[What to produce]:
Tally the lines below that contain the word "dough". Only the total should be given.

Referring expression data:
----------------------------------------

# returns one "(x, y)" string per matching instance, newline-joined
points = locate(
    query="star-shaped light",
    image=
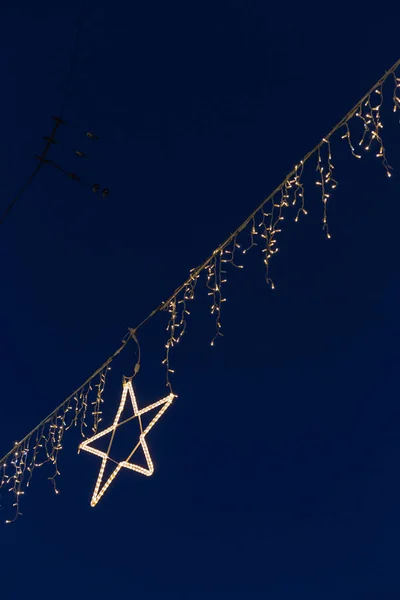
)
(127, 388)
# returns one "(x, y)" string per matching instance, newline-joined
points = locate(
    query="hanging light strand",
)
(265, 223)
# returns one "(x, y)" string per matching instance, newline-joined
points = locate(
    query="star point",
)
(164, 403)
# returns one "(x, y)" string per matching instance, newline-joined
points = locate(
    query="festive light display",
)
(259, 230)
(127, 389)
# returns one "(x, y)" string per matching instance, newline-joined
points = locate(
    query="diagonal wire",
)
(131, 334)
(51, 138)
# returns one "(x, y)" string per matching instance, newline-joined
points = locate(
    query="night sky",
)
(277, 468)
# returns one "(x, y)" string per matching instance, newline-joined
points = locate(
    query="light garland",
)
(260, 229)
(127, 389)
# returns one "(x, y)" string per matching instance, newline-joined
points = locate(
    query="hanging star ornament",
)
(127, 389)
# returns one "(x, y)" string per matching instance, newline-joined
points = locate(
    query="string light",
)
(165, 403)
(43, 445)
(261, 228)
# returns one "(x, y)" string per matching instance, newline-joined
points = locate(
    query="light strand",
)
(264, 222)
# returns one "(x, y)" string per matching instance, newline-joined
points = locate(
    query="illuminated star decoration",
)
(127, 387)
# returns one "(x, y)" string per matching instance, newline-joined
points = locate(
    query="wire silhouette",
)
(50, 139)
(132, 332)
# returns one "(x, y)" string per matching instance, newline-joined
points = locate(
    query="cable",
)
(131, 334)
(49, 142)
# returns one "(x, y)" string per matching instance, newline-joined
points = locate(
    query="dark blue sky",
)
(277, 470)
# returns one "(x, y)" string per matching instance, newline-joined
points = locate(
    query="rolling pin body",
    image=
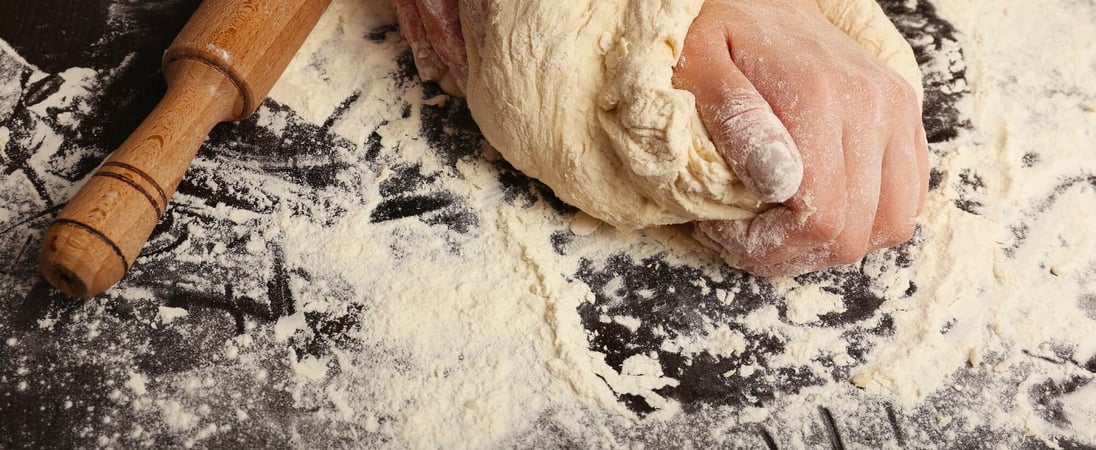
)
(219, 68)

----------------------------------------

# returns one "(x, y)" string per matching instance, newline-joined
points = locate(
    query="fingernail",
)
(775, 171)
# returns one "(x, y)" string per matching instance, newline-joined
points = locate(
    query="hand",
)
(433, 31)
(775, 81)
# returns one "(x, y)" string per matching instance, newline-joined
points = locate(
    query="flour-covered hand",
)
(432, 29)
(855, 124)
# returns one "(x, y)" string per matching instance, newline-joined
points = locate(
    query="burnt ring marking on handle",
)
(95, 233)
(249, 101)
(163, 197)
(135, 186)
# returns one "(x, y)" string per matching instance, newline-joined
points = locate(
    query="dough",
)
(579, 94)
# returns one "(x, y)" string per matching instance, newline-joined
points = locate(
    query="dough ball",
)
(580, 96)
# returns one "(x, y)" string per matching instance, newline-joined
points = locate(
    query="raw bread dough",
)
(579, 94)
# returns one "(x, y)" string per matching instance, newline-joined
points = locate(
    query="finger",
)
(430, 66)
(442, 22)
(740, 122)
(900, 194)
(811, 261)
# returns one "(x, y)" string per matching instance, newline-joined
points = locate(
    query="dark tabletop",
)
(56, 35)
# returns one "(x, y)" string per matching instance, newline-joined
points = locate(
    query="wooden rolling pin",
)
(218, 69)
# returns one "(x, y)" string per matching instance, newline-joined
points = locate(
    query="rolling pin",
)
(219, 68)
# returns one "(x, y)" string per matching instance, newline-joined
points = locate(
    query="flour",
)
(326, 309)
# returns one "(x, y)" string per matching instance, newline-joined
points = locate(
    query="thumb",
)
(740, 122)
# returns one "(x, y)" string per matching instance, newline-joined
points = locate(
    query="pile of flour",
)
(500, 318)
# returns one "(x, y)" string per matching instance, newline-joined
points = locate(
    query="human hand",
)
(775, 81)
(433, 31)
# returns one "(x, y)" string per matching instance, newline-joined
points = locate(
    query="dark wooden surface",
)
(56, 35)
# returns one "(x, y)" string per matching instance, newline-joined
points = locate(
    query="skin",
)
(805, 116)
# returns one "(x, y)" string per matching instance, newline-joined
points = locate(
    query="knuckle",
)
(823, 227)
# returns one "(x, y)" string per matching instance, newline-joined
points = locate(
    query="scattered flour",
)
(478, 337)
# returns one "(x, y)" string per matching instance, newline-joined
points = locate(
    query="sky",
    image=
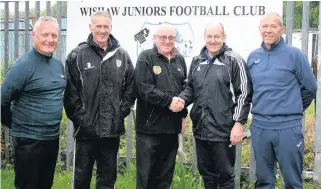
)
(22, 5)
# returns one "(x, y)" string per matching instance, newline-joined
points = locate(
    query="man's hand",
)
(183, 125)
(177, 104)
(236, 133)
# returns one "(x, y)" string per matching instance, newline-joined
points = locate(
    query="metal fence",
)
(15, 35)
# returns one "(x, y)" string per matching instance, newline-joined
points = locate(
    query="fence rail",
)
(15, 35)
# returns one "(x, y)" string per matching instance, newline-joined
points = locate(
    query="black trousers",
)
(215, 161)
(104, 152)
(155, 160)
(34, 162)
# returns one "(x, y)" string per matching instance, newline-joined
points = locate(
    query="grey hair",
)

----------------------------------------

[Solution to the problem]:
3